* BEGIN *

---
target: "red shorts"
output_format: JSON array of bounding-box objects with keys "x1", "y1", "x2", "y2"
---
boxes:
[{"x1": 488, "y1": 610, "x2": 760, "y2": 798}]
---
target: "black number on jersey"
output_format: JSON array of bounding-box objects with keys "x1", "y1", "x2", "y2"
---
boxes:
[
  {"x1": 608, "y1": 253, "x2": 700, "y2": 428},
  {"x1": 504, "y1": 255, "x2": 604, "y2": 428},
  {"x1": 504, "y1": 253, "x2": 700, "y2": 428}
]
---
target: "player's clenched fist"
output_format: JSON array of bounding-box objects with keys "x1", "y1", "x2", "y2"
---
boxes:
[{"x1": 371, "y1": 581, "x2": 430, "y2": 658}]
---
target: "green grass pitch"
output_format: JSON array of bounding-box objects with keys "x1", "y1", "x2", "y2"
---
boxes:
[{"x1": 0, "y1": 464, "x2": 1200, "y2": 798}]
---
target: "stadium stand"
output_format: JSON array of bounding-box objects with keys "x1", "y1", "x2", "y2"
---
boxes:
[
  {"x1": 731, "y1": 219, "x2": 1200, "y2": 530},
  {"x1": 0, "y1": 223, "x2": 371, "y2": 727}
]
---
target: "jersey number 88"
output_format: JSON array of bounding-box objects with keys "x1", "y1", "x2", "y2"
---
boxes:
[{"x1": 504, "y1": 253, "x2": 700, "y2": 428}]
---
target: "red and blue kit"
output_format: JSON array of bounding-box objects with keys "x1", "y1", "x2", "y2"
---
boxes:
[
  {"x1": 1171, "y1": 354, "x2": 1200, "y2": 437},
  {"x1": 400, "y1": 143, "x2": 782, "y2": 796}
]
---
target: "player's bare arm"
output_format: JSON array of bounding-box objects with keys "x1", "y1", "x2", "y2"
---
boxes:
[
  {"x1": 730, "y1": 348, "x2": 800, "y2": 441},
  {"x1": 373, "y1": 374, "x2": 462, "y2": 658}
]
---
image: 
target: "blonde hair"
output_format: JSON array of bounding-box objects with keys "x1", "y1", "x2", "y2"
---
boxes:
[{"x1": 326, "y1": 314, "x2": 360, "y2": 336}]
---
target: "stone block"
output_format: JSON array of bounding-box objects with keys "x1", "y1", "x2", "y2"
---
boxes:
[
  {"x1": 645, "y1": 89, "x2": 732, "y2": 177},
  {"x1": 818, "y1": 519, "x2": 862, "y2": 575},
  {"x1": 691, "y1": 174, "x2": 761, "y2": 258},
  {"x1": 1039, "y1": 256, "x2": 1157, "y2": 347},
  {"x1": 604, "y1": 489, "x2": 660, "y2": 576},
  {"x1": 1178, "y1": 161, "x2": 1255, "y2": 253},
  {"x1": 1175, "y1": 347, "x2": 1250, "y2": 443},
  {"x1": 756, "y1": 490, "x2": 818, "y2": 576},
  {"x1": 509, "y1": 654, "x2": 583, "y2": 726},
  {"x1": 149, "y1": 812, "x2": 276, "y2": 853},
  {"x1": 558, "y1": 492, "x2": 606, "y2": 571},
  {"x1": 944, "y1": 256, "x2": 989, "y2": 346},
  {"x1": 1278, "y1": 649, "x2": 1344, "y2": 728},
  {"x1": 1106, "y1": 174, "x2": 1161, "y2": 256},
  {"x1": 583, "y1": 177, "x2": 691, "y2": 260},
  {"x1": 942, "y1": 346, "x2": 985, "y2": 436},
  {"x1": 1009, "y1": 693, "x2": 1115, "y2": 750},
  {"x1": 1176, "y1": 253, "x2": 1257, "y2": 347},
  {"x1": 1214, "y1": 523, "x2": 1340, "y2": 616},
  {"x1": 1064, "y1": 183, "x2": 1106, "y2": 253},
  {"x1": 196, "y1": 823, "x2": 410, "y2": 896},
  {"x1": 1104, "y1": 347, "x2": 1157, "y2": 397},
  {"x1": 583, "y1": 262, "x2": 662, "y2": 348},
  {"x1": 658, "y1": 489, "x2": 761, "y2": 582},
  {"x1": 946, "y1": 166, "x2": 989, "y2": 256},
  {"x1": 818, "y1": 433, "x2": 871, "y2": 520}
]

* END *

Given request: Return every line from the entries above that contains the word "jersey", and count a line only if the case matches.

Answer:
target: "black number on jersey"
target: "jersey number 88"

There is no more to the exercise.